◆ RECORDS FOR THE TASK ◆

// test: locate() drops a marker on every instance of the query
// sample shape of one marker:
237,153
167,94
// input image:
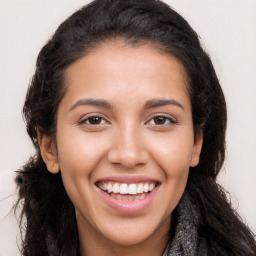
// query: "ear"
198,143
49,152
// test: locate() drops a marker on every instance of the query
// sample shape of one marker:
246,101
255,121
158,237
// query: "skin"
128,140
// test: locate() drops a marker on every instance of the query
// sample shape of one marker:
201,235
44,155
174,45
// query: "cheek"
173,152
80,152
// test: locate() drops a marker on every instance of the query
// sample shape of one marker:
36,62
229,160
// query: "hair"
50,224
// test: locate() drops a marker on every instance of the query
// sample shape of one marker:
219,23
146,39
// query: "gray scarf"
186,241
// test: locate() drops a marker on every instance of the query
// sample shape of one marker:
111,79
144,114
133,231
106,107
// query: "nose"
128,149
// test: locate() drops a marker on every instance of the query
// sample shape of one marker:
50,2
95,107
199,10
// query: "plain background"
227,30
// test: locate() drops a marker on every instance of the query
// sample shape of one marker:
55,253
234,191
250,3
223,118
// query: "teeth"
132,189
124,189
140,188
109,188
146,188
127,189
115,188
151,187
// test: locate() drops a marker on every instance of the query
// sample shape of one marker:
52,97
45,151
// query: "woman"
128,119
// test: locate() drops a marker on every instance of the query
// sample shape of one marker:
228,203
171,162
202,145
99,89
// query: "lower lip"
128,207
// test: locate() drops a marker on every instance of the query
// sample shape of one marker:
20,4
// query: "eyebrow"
106,104
93,102
162,102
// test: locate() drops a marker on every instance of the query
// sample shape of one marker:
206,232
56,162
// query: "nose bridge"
128,148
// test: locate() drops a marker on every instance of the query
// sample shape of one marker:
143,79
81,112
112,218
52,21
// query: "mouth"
127,192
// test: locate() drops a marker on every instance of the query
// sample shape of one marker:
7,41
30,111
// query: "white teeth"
140,189
146,188
132,189
124,189
151,186
109,188
115,188
127,189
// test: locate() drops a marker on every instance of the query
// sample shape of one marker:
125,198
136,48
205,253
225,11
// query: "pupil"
160,120
95,120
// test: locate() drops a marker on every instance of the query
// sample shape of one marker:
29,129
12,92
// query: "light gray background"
227,29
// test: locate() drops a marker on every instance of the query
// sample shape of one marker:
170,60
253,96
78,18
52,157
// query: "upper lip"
128,179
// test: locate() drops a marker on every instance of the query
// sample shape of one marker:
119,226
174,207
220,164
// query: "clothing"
186,241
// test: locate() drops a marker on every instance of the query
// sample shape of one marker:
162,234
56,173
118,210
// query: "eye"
161,120
93,120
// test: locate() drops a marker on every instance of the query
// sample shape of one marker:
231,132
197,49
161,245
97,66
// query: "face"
125,141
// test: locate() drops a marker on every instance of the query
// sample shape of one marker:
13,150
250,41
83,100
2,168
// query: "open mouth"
127,192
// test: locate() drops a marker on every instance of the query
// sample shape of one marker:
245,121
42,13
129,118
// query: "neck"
94,244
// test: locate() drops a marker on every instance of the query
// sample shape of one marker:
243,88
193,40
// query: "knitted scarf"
186,241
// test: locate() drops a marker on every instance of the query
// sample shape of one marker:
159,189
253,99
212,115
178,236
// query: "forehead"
117,68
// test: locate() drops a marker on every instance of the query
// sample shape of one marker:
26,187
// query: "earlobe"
198,143
48,151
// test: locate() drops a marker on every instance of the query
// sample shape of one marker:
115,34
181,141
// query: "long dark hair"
50,224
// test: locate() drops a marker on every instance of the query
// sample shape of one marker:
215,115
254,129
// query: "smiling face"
125,142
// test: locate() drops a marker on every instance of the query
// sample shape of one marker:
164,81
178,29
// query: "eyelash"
164,118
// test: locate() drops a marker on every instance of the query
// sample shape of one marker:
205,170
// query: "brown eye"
160,120
94,120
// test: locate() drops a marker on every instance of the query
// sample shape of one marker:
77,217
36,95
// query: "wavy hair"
50,224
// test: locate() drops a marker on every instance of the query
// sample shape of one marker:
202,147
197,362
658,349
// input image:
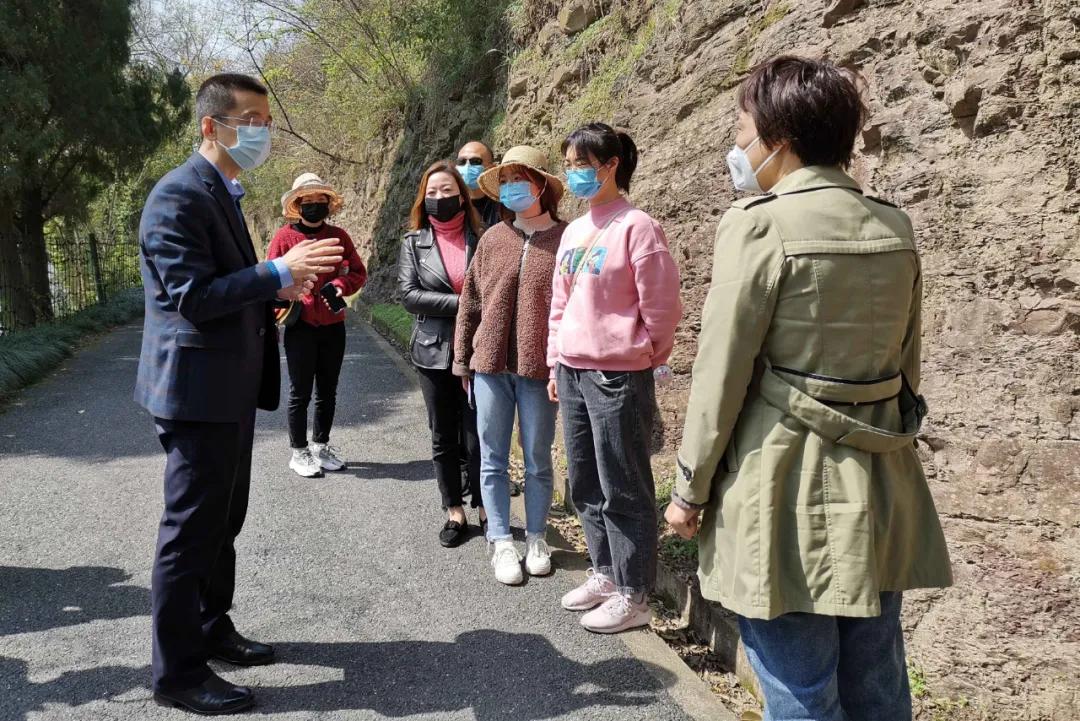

◆ WORK TO BE COMPLETED ◆
The records above must be copied exactly, with no pictures carried over.

◆ WRITTEN ANSWER ◆
// test: locate() drops a marker on every instance of the query
// sample shape of one marker:
237,153
167,94
// input image:
// query: "ear"
198,143
49,152
// test: locate() drops a marker on every instance of the query
// sample shape of one marker:
246,101
255,121
158,237
// query: "skin"
128,140
// test: locate() drops a marker on every instance of the query
// sample shape of one marker:
201,235
44,155
174,45
// query: "cheek"
173,152
80,152
// test: locate() drops a marker on every instance of the query
// sample shape of one marker:
36,62
229,160
// query: "hair"
50,224
// test: locate() drops a marker on every instance of the query
// sample shape of one marker:
219,23
146,39
// query: "gray scarf"
186,241
// test: locate() drops a marker on every instance of the query
// sample shape of one marker:
111,79
144,114
133,231
106,107
// query: "nose"
128,149
// test: locate() drops a marker on every instance of the query
// sample shape of one marker:
50,2
95,107
199,10
// query: "plain background"
227,30
// test: locate() drops a marker on every instance of the query
// sample shape of one marker:
55,253
234,191
250,3
223,118
// query: "teeth"
132,189
124,189
140,188
109,188
146,188
127,189
115,188
151,187
// test: locate() drops a marker on every instance of the query
// sample shape of one marker:
52,97
45,151
// query: "woman"
128,119
// test: locate() drops a marker on every instance of the query
// sample shape of one marker:
228,203
171,162
202,145
99,89
// query: "lower lip"
128,207
// test: locate() drops a marker on every instance of the query
// sample shape of one marker:
20,4
// query: "eyebrow"
106,104
93,102
162,102
// test: locate() drops a marker on every instance of the query
// sample shape of one marker:
206,232
56,162
// query: "nose bridge"
128,148
// test: locate() drops a marker on every instance of the query
// sample shape of one marker:
143,79
81,112
112,218
52,21
// query: "mouth"
127,192
// test: locate() drops a marker on every instance of the query
// sample shape of one marker:
7,41
30,111
// query: "white teeth"
140,189
146,188
132,189
124,189
151,186
109,188
115,188
127,189
// test: locate() drops a marker on every instance of the query
// sample shape of one marker:
125,198
136,48
205,253
225,11
// query: "pupil"
160,120
95,120
// test: locate() drops a marker on every instance of the query
// sample shape of one marker:
29,129
12,92
// query: "light gray background"
227,29
// test: locate() drops a marker on every instance of the query
// sample shape of one marker:
170,60
253,96
78,18
52,157
// query: "upper lip"
128,179
// test: locate() drops a marker on every instance of the query
// sample shape of one marker:
119,226
174,207
220,164
// query: "clothing"
186,241
// test: locate() drops a marker on every instance of the query
// sample shape of one marker:
162,234
56,173
118,210
// query: "eye"
161,120
93,120
// test: locate() drops a marker on every instance of the query
// sample shape of one marker:
231,132
197,49
161,245
97,66
// query: "face"
125,141
// test: locate() drops a marker on every instance of the query
// sample shape of one marker:
13,150
250,41
83,100
2,168
// query: "open mouth"
127,192
// test: locate() drops a marker on every instance of the query
// sample shape of one marker:
245,121
42,13
129,118
// query: "neck"
94,244
// test: locate() drops a marker on every instance of the query
// sample shape of one marker:
243,88
193,40
// query: "knitted scarf"
186,241
// test: locate() drops a marker on every instance of the query
// sample shape of one marker:
159,189
253,99
212,115
178,236
// query: "forehead"
117,68
// test: locate() drops a marker on every instance of the query
// sample shape of one marker:
26,187
// query: "earlobe"
198,143
48,151
// test: locate() drops a marker on every instance of the query
// sample shape of one marker:
115,34
181,141
// query: "long dark hair"
50,224
// test: locate() drops a marker on every instance of the query
// sample shape of one marker:
215,115
254,129
// query: "smiling face"
125,142
// test: locate() drops a marker on every instance of the query
// sample shape of one marker:
164,81
178,29
// query: "eyelash"
164,118
// test: locate() drops a marker on every instance of the query
// sample shape of one marker:
205,170
// query: "brown eye"
160,120
94,120
// test: locate() drops a marker on every instance of the query
// sample shape of one marker:
77,217
36,95
// query: "wavy hair"
50,224
// test: locate() drops a marker on every instance of the query
// sample shape of one marker:
202,147
197,362
658,349
// input image:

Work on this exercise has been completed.